> **QUOTED PASSAGE**:
This will return a json-formatted object, with keys corresponding to file system paths, and byte-array values as contents. Write them to disk using the CLI tool provided with this package:

GIT=$(psql -qAt -c "select git from test_table where id = 1")
node_modules/.bin/plv8-git write --input "$GIT" --output path/to/git/dir

path/to/git/dir will now be a valid git repository, with one file corresponding to each column in test_table. You can cd into it, and run commands like git log, or use your favourite git UI to inspect the history in as much detail as you'd like.

Deletions

You can also take advantage of the git column to track deletions, by adding a delete hook:

create table deleted_history(
  schemaname name,
  tablename name,
  identifier jsonb,
  deleted_at timestamptz,
  git json
);

create function test_table_track_deletion() returns trigger as
$$
  begin
    insert into deleted_history(schemaname, tablename, identifier, deleted_at, git)
    values ('public', 'test_table', jsonb_build_object('id', OLD.id), now(), OLD.git);

    return OLD;
  end
$$
language plpgsql;

create trigger test_table_track_deletion_trigger
  before delete
  on test_table for each row
  execute procedure test_table_track_deletion();

You can now perform deletions as normal and they'll be automatically tracked in deleted_history:

delete from test_table
where id = 1

The deleted_history table can be queried in the same was as the other tables:

select *
from deleted_history
where identifier->>'id' = '1'

This will return something like:

[
  {
    "schemaname": "public",
    "tablename": "test_table",
    "identifier": {
      "id": 1
    },
    "deleted_at": "2020-10-23T12:00:00.000Z",
    "git": {
      "/repo/.git/path/to/object0": "[byte array]",
      "/repo/.git/path/to/object1": "[byte array]",
      "/repo/.git/path/to/object2": "[byte array]",
      "/repo/.git/path/to/object3": "[byte array]",
      "/repo/.git/path/to/object4": "[byte array]",
      "/repo/.git/path/to/object5": "[byte array]",
      "/repo/.git/path/to/object6": "[byte array]",
      "/repo/.git/path/to/object7": "[byte array]",
      "/repo/.git/path/to/object8": "[byte array]",
      "/repo/.git/path/to/object9": "[byte array]",
      "/repo/.git/path/to/object10": "[byte array]"

Dataset records on object locations

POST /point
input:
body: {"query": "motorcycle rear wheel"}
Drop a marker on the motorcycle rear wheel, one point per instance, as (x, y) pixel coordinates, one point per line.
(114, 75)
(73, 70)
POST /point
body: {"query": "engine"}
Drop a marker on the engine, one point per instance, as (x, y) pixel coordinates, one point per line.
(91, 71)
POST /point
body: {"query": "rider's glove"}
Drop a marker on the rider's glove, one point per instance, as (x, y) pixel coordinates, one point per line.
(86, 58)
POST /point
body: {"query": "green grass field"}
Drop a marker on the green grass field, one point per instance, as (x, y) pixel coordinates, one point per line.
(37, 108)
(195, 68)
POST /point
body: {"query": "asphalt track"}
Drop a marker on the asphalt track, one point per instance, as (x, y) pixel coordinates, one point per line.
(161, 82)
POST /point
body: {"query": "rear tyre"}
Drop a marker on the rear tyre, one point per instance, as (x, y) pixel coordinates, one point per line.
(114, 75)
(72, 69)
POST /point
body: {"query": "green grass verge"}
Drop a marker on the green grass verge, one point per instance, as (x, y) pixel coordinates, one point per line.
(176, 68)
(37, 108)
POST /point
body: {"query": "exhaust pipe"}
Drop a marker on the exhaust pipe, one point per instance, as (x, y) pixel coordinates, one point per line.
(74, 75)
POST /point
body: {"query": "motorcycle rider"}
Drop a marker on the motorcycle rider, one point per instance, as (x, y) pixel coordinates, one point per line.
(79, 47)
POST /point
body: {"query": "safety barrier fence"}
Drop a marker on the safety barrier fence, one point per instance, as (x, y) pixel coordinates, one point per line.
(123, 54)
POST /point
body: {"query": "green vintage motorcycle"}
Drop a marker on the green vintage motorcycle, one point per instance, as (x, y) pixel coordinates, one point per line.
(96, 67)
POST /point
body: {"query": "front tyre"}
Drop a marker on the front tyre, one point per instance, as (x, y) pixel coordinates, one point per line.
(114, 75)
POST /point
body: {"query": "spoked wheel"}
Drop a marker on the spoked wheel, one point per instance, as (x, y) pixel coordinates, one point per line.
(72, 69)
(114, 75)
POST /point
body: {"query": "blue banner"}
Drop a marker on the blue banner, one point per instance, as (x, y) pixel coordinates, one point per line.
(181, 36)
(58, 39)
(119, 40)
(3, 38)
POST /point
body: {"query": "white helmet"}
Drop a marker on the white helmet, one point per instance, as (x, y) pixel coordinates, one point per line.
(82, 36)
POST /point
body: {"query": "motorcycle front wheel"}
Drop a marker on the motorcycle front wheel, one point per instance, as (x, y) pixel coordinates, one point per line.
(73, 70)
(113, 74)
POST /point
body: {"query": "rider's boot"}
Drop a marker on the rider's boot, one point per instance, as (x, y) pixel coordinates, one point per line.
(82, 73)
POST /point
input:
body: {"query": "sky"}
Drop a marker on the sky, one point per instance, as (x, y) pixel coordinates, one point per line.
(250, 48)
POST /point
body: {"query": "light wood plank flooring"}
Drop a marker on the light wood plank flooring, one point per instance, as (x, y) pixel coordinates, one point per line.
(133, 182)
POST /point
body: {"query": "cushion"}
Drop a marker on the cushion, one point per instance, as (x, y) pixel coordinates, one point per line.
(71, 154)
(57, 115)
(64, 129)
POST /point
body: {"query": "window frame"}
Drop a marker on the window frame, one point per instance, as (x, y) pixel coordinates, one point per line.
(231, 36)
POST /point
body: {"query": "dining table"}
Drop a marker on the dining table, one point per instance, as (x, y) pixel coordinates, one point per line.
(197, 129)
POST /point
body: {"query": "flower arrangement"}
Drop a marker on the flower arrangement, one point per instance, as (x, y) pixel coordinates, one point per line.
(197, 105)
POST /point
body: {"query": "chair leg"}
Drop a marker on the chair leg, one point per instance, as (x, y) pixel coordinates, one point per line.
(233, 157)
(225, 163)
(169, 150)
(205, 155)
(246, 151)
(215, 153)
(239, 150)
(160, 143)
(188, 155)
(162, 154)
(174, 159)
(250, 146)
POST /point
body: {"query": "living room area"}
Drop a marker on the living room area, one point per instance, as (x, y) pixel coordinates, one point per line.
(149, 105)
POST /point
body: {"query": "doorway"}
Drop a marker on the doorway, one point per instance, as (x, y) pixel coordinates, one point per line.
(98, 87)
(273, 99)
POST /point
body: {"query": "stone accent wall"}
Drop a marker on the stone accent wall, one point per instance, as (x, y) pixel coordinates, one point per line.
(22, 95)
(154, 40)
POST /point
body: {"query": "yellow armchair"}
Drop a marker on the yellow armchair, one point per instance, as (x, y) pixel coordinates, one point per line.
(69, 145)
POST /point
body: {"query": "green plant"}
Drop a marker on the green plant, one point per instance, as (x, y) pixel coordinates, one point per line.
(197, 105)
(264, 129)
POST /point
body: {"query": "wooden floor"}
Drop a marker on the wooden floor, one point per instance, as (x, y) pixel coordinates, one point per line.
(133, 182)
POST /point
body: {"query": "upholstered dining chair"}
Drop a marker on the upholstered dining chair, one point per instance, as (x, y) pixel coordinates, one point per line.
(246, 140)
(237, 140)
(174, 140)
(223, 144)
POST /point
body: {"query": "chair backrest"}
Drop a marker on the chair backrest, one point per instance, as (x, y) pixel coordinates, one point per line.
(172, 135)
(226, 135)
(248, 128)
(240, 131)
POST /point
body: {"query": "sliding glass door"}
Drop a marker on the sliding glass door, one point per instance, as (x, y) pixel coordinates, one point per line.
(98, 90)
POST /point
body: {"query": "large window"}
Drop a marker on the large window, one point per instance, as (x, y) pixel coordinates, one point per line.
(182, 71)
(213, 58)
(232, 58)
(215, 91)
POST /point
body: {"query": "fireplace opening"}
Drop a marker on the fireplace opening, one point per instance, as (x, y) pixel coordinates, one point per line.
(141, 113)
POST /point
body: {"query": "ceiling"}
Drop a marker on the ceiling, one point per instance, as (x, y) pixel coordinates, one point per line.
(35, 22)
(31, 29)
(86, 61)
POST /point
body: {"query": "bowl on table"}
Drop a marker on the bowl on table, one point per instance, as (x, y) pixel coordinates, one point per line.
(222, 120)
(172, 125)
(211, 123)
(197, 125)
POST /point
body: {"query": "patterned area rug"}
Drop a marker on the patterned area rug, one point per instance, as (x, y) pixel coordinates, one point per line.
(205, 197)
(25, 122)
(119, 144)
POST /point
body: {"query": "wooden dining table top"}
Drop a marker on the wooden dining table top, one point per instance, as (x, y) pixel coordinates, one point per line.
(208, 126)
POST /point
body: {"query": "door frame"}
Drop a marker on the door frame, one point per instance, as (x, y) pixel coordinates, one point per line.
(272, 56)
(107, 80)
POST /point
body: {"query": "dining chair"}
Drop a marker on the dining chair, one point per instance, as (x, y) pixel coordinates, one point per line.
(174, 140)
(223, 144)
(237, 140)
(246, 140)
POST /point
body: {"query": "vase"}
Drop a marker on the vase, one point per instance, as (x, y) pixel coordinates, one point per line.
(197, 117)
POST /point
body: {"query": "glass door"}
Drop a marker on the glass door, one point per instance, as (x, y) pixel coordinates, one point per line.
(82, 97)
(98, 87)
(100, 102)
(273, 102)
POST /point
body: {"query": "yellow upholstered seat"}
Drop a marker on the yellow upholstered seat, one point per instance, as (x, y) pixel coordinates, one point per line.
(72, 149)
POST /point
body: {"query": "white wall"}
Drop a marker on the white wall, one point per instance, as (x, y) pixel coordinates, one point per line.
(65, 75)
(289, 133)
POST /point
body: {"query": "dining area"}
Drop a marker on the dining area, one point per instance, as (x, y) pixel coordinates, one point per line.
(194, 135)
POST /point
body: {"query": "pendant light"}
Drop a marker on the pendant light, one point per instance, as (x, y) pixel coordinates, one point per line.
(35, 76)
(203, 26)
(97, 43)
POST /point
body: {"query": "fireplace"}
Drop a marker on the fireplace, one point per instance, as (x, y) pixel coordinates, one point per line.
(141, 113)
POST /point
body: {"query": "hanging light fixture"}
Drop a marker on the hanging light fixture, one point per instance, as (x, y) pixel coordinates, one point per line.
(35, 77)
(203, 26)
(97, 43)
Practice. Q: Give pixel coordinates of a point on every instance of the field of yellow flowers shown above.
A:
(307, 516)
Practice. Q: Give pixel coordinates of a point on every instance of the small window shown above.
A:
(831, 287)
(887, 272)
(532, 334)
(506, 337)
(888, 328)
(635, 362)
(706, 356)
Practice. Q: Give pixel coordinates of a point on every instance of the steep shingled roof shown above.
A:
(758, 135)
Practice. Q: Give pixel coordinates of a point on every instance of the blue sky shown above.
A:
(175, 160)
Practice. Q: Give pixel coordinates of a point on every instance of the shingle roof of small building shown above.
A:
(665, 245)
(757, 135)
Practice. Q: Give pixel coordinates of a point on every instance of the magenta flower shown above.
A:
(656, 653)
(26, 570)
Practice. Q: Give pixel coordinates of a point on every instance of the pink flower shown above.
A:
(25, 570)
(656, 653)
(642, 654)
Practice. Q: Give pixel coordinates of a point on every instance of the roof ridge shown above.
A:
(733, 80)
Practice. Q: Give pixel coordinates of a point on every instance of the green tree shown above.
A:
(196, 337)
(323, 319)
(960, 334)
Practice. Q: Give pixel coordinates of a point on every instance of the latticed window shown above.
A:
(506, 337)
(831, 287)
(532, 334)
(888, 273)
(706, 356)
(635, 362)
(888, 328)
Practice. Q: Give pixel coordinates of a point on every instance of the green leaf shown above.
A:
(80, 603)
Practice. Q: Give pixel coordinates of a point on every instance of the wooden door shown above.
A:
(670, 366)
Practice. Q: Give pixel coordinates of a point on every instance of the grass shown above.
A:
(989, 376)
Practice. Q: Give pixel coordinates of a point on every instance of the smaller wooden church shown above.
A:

> **TASKS**:
- a) In the plv8-git documentation, what does path/to/git/dir become once the write command has been run?
- b) Continue the plv8-git documentation from the point where it stops.

> **OUTPUTS**:
- a) It becomes a valid git repository, with one file for each column in test_table.

- b)
    }
  }
]

You can use git_log again to get a readable history:

select git_log(git)
from deleted_history
where identifier->>'id' = '1'

[
  {
    "git_log": [
      {
        "message": "test_table_git_track_trigger: BEFORE UPDATE ROW on public.test_table",
        "author": "pguser (pguser@pg.com)",
        "timestamp": "2020-10-23T12:00:00.000Z",
        "changes": [
          {
            "field": "text",
            "new": "updated content",
            "old": "initial content"
          }
        ]
      },
      {
        "message": "test_table_git_track_trigger: BEFORE INSERT ROW on public.test_table",
        "author": "pguser (pguser@pg.com)",
        "timestamp": "2020-10-23T12:00:00.000Z",
        "changes": [
          {
            "field": "id",
            "new": 1
          },
          {
            "field": "text",
            "new": "initial content"
          }
        ]
      }
    ]
  }
]

In this example, deleted_history is generic enough that it could be the "history" table for several other relations, since it uses columns schemaname and tablename, and identifier as the flexible JSONB data type to allow for different types of primary key. This avoids the overhead of needing a new _history table for every relation created - all the data, including history, is captured in the git column. The identifier column is only used for lookups.

Configuraton

You can pass a custom commit message and author by pre-loading the git property with commit details, which can include a commit message and user info:

insert into test_table(
  id,
  text,
  git
)
values(
  2,
  'a value',
  '{ "commit": { "message": "some custom message", "author": { "name": "Alice", "email": "alice@gmail.com" } } }'
)

select git_log(git)
from test_table
where id = 2

[
  {
    "git_log": [
      {
        "message": "some custom message\\n\\ntest_table_git_track_trigger: BEFORE INSERT ROW on public.test_table",
        "author": "Alice (alice@gmail.com)",
        "timestamp": "2020-10-23T12:00:00.000Z",
        "changes": [
          {
            "field": "id",
            "new": 2
          },
          {
            "field": "text",
            "new": "a value"
          }
        ]
      }
    ]
  }
]

git_log also accepts a depth parameter to limit the amount of history that is fetched:

update test_table
set text = 'a new value',
    git = '{ "commit": { "message": "Changed because the previous value was out-of-date"  } }'
where id = 2

select git_log(git, depth := 1)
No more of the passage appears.